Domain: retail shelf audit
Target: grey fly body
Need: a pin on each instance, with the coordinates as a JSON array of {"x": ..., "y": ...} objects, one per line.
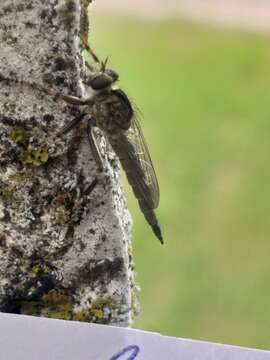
[{"x": 110, "y": 110}]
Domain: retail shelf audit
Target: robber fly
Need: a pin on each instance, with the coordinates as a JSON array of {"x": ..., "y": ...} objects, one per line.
[
  {"x": 112, "y": 112},
  {"x": 109, "y": 109}
]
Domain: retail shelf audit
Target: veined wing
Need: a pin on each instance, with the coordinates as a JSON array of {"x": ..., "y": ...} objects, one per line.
[{"x": 135, "y": 158}]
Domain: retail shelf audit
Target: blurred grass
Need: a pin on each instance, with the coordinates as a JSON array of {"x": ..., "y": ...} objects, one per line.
[{"x": 205, "y": 98}]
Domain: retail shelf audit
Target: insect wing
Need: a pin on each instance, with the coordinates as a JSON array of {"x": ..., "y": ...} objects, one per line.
[{"x": 140, "y": 171}]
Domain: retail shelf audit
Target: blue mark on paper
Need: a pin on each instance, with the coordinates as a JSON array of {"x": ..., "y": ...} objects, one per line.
[{"x": 132, "y": 349}]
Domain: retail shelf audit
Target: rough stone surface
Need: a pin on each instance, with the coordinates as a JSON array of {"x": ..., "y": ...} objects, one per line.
[{"x": 65, "y": 247}]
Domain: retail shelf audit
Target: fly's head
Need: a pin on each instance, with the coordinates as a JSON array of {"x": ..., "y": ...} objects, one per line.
[{"x": 102, "y": 80}]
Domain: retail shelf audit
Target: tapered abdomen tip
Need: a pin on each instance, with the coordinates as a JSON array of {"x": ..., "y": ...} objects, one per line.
[{"x": 157, "y": 232}]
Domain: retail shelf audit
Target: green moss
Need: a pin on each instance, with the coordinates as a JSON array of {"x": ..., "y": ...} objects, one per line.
[
  {"x": 6, "y": 193},
  {"x": 38, "y": 269},
  {"x": 96, "y": 312},
  {"x": 19, "y": 135},
  {"x": 34, "y": 158},
  {"x": 55, "y": 304}
]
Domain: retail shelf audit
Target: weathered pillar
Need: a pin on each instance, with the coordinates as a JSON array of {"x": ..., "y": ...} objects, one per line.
[{"x": 65, "y": 247}]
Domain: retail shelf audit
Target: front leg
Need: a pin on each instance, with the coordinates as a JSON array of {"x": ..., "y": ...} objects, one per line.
[
  {"x": 94, "y": 147},
  {"x": 69, "y": 99},
  {"x": 71, "y": 125}
]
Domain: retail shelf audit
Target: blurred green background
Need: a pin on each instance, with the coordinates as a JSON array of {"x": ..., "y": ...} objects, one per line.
[{"x": 204, "y": 94}]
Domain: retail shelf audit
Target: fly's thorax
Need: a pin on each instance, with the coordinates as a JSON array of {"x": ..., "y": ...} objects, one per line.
[{"x": 112, "y": 111}]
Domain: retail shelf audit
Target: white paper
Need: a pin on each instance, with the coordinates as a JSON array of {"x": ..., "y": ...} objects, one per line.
[{"x": 30, "y": 338}]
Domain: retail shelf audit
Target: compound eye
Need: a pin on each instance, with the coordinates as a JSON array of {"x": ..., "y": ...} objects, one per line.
[
  {"x": 113, "y": 74},
  {"x": 100, "y": 81}
]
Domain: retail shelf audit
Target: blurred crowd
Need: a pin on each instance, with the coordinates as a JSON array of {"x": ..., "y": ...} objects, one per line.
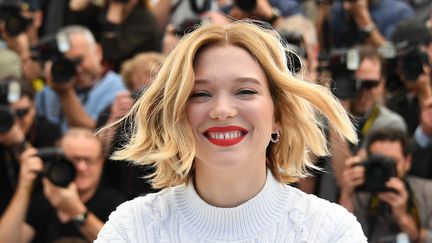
[{"x": 70, "y": 67}]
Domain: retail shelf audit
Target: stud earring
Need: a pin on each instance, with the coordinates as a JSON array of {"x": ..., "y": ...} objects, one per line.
[{"x": 275, "y": 137}]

═══

* [Objective]
Write out every record above exactly as it stands, but leave out the pictures.

* [Task output]
Domain: retail shelf audit
Target: grey fly body
Need: a pin on each instance, with the coordinates as a JSON array of {"x": ..., "y": ...} objects, one per line.
[{"x": 110, "y": 110}]
Domain: retail shelf audit
Target: robber fly
Need: a pin on each instance, with the coordinates as a JSON array of {"x": ..., "y": ...} objects, one per line.
[
  {"x": 112, "y": 112},
  {"x": 109, "y": 109}
]
Domain: retail shelf audit
Target: veined wing
Need: a pin on each instance, with the coordinates as a JSON array of {"x": ..., "y": ...} objects, one per line.
[{"x": 135, "y": 158}]
Domain: retail shelf audit
Target: blurred grass
Need: a pin on each instance, with the coordinates as a JSON array of {"x": ..., "y": ...} objects, one per line.
[{"x": 205, "y": 98}]
Domain: retail shelf audit
Target: insect wing
Need: a pin on each instance, with the coordinates as a JSON array of {"x": ..., "y": ...} objects, one per line.
[{"x": 140, "y": 171}]
Domain: retail shelf audit
Target: blue mark on paper
Need: a pin on each instance, with the coordinates as a JSON array of {"x": ..., "y": ...} objects, one per line.
[{"x": 132, "y": 349}]
Domain: retail shelf audit
Target: rough stone surface
Need: a pin on each instance, with the coordinates as a JSON array of {"x": ..., "y": ...} objects, one per line.
[{"x": 65, "y": 247}]
Domain: retail shelf audit
Target: fly's head
Need: a pin on each instance, with the coordinates as a JSON array of {"x": ..., "y": ...} objects, one per line.
[{"x": 102, "y": 80}]
Domain: retail shelf audit
Target: tapered abdomen tip
Need: a pin on each instance, with the coordinates as a JSON array of {"x": ..., "y": ...} objects, one per line.
[{"x": 157, "y": 232}]
Domain: retail shelf audit
Target: green moss
Need: a pin on each instance, with the coordinates as a JSON array of {"x": ..., "y": ...} objects, one per line.
[
  {"x": 6, "y": 193},
  {"x": 38, "y": 269},
  {"x": 96, "y": 312},
  {"x": 19, "y": 135},
  {"x": 34, "y": 158},
  {"x": 55, "y": 304}
]
Domain: retail shelf audit
Target: weathered pillar
Need: a pin on each instance, with the coordinates as a JSON array of {"x": ..., "y": ...} objects, one per line.
[{"x": 65, "y": 247}]
Domain: retail shelf audit
Target: front leg
Need: a pin on each instance, with the coordinates as a JSON array of {"x": ..., "y": ...} objects, one per line.
[
  {"x": 94, "y": 147},
  {"x": 69, "y": 99},
  {"x": 71, "y": 125}
]
Domain: retail shelf audit
Target: blurred green background
Need: a pin on each instance, with the coordinates as a JSON array of {"x": ..., "y": ...} objects, one per line.
[{"x": 204, "y": 94}]
Domain: retail shelf audit
Target: fly's thorax
Need: a pin on each instance, with the coordinates as a JSON array of {"x": ..., "y": ...} objects, one per line.
[{"x": 112, "y": 111}]
Domain: retail shelf audit
Target: white paper
Need: a pin on each instance, with the coordinates as a JSON array of {"x": ..., "y": ...} objects, one per line.
[{"x": 30, "y": 338}]
Domain: retail shelf audit
Target: compound eye
Need: a pin on each instance, with the coordinates as a JSON array of {"x": ..., "y": ...} objects, one per line.
[
  {"x": 113, "y": 74},
  {"x": 100, "y": 81}
]
Domain: retail shelf audit
Target: blurred crowd
Need: a pin on each instance, with the coordinates as a JSON array of {"x": ..., "y": ...} objects, one per line.
[{"x": 70, "y": 67}]
Domain: retail shelf audit
Target: stud earring
Need: a pin on each instance, with the coordinates as a JSON array of {"x": ..., "y": ...} objects, one per line.
[{"x": 275, "y": 137}]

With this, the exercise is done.